[INFORMATION SUPPLIED]

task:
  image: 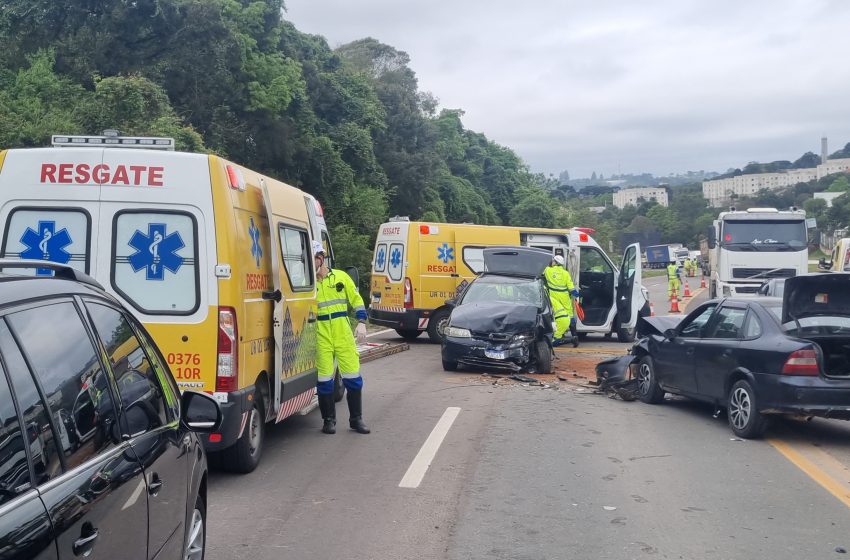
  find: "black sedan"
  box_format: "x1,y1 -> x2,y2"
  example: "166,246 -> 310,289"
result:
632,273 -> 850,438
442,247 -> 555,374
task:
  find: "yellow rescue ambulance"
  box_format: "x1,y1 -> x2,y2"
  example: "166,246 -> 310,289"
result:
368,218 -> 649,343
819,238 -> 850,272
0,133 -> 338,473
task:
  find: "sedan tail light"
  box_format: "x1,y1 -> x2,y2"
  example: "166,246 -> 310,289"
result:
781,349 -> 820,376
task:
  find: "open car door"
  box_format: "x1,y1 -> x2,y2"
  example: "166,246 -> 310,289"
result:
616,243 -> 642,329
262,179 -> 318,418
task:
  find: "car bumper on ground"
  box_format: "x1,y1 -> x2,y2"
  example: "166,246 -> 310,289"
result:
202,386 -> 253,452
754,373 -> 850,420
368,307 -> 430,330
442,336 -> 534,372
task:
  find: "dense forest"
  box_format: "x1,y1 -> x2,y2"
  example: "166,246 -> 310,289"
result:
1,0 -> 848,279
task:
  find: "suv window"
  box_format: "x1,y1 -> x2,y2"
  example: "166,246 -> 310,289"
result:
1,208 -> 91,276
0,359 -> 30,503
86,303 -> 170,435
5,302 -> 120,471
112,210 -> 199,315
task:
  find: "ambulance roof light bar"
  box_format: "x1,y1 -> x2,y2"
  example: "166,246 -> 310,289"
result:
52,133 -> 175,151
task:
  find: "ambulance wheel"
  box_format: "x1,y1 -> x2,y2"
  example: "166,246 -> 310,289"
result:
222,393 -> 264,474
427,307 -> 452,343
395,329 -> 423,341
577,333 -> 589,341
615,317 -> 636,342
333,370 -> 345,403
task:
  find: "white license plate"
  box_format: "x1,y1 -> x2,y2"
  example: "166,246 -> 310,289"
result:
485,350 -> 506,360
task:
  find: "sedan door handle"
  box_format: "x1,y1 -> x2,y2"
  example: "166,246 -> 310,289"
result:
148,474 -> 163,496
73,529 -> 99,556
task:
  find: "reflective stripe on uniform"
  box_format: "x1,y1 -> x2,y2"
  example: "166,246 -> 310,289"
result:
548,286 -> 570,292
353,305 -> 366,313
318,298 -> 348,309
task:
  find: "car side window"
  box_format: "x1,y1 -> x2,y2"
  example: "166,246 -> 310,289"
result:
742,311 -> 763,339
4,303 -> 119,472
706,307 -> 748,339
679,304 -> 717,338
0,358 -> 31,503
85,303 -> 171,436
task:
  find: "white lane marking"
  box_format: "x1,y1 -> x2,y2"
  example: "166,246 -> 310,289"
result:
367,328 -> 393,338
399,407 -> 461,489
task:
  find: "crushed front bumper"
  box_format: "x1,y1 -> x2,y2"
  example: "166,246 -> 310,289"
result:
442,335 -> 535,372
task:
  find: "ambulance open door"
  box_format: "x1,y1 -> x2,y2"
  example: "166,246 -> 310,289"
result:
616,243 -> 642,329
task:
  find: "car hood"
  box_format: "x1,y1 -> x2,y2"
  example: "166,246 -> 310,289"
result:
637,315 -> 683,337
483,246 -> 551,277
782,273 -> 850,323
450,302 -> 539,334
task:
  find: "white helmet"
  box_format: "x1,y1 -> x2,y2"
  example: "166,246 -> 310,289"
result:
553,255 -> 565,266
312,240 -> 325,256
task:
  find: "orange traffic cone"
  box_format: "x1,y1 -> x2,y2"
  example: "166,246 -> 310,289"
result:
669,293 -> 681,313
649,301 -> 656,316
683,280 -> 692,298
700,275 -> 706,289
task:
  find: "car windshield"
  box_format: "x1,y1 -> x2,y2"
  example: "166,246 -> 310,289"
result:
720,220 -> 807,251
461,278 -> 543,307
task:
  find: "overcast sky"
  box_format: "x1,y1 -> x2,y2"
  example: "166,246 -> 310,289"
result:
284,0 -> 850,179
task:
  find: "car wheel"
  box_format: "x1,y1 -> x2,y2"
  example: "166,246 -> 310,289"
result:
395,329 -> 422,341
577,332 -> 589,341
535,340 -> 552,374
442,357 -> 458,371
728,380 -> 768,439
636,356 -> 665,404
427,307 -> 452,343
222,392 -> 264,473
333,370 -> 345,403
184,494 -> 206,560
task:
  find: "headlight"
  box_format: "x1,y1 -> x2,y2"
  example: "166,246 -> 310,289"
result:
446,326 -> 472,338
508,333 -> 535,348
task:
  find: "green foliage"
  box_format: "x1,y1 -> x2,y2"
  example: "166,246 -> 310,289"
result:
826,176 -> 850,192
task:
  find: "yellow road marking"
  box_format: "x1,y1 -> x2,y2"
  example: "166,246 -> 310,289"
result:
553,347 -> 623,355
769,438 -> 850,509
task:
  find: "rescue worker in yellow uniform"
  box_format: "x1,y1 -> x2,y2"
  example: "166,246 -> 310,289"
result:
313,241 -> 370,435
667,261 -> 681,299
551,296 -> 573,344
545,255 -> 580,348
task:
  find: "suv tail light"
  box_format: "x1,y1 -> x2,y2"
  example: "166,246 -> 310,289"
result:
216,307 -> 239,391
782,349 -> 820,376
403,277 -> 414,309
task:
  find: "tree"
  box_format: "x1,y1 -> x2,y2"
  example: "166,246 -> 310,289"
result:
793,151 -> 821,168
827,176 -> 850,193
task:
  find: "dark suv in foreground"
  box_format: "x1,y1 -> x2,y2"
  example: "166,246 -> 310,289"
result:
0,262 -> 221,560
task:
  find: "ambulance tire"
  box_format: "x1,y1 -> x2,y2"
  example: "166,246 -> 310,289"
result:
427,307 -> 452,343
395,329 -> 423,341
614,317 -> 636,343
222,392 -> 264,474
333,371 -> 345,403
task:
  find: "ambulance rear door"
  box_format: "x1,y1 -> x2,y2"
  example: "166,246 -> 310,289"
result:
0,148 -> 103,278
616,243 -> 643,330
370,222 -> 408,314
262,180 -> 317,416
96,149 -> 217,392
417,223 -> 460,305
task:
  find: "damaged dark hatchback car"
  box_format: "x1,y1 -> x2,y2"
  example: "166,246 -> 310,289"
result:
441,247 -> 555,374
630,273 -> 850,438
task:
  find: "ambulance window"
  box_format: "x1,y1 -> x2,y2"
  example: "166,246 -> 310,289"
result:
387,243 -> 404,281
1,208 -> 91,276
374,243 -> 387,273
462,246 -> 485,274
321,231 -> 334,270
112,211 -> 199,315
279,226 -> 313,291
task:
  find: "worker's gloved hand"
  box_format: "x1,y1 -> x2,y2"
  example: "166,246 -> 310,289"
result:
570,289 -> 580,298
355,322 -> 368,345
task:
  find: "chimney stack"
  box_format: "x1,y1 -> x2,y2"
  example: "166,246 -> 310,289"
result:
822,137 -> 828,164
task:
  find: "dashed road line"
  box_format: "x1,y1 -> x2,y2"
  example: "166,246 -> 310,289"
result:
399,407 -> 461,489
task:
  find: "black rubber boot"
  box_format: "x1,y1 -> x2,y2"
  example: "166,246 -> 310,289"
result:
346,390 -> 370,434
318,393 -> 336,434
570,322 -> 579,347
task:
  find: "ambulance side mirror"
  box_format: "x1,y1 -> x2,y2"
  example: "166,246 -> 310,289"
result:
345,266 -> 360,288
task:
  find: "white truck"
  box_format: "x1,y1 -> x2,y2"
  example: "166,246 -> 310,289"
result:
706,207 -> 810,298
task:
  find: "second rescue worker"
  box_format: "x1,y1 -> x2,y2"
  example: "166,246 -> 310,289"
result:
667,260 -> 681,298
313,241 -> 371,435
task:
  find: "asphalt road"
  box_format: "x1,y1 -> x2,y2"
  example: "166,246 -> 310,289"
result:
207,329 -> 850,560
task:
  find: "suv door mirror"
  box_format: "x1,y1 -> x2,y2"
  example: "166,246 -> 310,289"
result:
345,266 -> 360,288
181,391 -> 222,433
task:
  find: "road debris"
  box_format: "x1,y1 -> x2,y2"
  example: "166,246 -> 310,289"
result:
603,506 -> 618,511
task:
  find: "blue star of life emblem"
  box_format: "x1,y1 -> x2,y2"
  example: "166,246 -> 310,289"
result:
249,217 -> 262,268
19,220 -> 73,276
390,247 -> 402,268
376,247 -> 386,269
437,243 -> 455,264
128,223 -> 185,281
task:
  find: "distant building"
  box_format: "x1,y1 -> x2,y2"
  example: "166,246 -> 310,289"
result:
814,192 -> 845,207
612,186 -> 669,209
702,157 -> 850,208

[/INFORMATION SUPPLIED]
[INFORMATION SUPPLIED]

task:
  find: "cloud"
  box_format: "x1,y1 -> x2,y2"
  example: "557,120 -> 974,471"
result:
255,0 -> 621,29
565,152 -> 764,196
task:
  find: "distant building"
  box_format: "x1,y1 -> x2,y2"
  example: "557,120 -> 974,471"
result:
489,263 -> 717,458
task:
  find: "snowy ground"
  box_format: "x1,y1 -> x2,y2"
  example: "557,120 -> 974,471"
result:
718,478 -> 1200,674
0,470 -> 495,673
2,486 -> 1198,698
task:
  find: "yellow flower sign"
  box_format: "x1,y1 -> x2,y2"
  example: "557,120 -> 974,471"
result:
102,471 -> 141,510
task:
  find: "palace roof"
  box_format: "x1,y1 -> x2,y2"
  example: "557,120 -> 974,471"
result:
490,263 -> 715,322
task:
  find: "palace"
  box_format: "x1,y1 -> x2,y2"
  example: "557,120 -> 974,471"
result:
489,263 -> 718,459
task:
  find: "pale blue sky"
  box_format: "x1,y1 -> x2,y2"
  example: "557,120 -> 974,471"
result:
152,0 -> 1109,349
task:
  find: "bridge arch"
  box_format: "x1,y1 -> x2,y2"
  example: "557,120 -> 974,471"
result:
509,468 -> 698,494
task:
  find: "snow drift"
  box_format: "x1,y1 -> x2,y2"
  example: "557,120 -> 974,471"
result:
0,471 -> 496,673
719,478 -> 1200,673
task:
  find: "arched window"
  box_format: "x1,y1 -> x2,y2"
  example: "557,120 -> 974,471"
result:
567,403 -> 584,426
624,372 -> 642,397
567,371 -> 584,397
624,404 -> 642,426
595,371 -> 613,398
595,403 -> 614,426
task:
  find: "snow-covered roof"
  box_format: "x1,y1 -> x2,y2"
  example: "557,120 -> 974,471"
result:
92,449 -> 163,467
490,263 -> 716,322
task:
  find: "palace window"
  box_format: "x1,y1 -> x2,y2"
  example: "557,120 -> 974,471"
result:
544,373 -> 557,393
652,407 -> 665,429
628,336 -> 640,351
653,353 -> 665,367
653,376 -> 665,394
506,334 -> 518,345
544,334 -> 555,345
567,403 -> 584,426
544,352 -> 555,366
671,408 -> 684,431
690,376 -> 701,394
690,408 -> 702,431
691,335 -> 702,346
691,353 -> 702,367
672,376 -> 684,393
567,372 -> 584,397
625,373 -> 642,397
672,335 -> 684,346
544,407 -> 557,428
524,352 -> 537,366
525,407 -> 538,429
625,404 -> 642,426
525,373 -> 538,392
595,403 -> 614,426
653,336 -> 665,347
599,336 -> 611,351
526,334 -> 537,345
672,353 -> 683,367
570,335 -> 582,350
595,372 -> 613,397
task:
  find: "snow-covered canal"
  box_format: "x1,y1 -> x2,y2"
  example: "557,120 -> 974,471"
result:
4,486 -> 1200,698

[/INFORMATION SUPPLIED]
[INFORMATION SUPPLIED]

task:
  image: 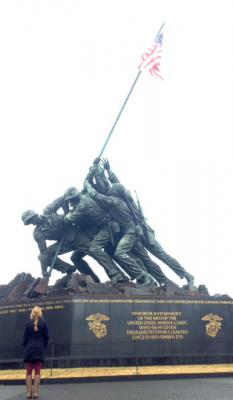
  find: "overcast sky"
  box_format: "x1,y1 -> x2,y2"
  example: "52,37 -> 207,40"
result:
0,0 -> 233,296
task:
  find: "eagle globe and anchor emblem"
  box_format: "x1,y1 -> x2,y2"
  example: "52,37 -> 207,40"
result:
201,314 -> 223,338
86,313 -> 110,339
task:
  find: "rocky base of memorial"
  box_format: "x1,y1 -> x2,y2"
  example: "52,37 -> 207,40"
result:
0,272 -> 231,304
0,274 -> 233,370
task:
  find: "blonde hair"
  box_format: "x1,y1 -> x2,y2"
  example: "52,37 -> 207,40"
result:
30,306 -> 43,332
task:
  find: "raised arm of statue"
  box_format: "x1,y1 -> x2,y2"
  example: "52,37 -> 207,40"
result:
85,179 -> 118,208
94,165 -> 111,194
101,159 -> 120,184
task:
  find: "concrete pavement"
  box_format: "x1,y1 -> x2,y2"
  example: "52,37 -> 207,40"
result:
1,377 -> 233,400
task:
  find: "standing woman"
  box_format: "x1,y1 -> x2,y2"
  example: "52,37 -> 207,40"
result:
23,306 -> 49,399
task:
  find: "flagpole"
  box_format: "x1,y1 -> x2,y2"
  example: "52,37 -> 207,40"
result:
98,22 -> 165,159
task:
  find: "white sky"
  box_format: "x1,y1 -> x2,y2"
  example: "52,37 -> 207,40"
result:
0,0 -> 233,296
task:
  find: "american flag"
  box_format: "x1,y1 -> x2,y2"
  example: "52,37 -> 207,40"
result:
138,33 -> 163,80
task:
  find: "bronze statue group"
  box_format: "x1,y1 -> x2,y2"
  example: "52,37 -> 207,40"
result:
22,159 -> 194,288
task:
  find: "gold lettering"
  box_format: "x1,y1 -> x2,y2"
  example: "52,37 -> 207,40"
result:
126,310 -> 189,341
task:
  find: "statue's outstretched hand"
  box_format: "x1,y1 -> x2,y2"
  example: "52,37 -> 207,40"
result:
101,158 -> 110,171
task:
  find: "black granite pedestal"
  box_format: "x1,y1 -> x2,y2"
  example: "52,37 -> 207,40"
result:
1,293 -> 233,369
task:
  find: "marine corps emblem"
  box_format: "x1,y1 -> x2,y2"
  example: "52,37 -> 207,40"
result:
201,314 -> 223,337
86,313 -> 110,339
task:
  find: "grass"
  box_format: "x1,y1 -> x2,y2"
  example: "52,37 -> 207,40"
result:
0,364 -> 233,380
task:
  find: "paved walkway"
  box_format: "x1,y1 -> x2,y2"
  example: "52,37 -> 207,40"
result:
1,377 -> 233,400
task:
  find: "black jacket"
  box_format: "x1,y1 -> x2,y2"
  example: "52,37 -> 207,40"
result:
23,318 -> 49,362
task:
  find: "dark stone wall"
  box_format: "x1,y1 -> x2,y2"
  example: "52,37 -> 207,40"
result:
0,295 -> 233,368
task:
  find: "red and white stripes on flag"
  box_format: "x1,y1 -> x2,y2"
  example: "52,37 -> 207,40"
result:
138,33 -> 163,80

[/INFORMATION SUPPLIED]

### EXERCISE AIM
Track down all lines above with the string "tail" and copy them.

### RESPONSE BELOW
  find: "sedan tail light"
  find: "suv tail light"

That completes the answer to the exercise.